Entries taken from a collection
══════════════════════════════

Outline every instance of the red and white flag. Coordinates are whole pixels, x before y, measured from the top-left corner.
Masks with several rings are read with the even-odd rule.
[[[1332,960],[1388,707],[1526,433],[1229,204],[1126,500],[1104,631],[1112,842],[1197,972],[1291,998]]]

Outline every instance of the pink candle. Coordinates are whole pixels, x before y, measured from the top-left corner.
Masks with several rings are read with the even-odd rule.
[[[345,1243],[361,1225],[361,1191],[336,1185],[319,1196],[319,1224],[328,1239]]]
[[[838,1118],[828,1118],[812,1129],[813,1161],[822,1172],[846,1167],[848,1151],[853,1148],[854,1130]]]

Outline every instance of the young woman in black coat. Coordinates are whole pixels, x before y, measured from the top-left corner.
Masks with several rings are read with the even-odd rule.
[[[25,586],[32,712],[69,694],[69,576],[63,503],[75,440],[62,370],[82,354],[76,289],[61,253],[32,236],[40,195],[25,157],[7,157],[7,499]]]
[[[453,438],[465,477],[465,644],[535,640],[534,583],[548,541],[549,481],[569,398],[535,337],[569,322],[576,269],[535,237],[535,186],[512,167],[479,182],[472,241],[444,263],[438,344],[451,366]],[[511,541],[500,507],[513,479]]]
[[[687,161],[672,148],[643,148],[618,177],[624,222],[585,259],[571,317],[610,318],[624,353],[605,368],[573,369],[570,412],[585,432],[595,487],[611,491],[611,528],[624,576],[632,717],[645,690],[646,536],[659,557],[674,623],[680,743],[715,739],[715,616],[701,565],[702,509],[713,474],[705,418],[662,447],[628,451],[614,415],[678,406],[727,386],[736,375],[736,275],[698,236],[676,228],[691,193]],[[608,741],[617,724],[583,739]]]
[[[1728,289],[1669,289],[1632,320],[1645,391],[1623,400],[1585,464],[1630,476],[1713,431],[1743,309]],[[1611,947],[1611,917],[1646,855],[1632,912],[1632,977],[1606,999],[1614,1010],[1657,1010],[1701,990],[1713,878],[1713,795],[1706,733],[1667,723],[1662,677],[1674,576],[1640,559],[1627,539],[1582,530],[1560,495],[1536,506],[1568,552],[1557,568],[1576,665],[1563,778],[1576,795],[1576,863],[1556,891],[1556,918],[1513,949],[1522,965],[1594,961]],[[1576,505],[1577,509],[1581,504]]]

══════════════════════════════

Copy every record again, keeping each word unchanged.

| Task output |
Outline every instance of the red and white flag. Coordinates are whole pixels, x before y, measured from the top-left corner.
Masks with several rings are read with the even-odd rule.
[[[1332,960],[1388,707],[1526,433],[1229,204],[1126,500],[1104,631],[1112,842],[1197,972],[1291,998]]]

Outline every instance of the pink candle. Coordinates are whole pixels, x before y, measured from the top-left corner.
Masks with several rings are read with the even-odd rule.
[[[345,1243],[361,1225],[361,1191],[336,1185],[319,1196],[319,1224],[328,1239]]]
[[[838,1118],[828,1118],[812,1129],[813,1161],[822,1172],[846,1167],[848,1151],[853,1148],[854,1130]]]

Outline every instance of the young woman in black coat. Coordinates are whole pixels, x before y, measured from the top-left corner.
Masks with several rings are read with the even-odd rule.
[[[25,586],[32,712],[69,694],[69,576],[63,503],[75,440],[62,370],[82,354],[76,289],[61,253],[32,236],[40,195],[25,157],[7,157],[7,499]]]
[[[453,438],[465,477],[465,644],[535,640],[534,583],[548,541],[549,481],[569,398],[535,337],[569,322],[576,269],[535,237],[535,186],[512,167],[479,182],[472,241],[444,263],[438,344],[451,366]],[[511,541],[500,507],[513,479]]]
[[[687,161],[672,148],[643,148],[618,177],[624,222],[585,259],[571,317],[610,318],[624,353],[605,368],[573,369],[570,412],[585,432],[595,487],[611,491],[611,528],[624,576],[632,717],[645,690],[646,536],[659,557],[674,623],[680,743],[715,739],[715,616],[701,565],[702,509],[713,474],[705,418],[662,447],[628,451],[614,415],[678,406],[727,386],[736,375],[736,275],[698,236],[676,228],[691,193]],[[608,741],[617,724],[583,739]]]
[[[1728,289],[1669,289],[1632,320],[1645,391],[1623,400],[1585,464],[1630,476],[1713,431],[1743,309]],[[1611,947],[1611,917],[1646,855],[1632,912],[1632,977],[1606,999],[1614,1010],[1657,1010],[1701,990],[1713,878],[1713,795],[1706,733],[1667,723],[1662,677],[1674,576],[1640,559],[1627,539],[1582,530],[1560,495],[1536,506],[1568,552],[1557,568],[1576,665],[1563,778],[1576,795],[1576,863],[1556,891],[1556,918],[1513,949],[1522,965],[1594,961]],[[1576,505],[1577,509],[1581,504]]]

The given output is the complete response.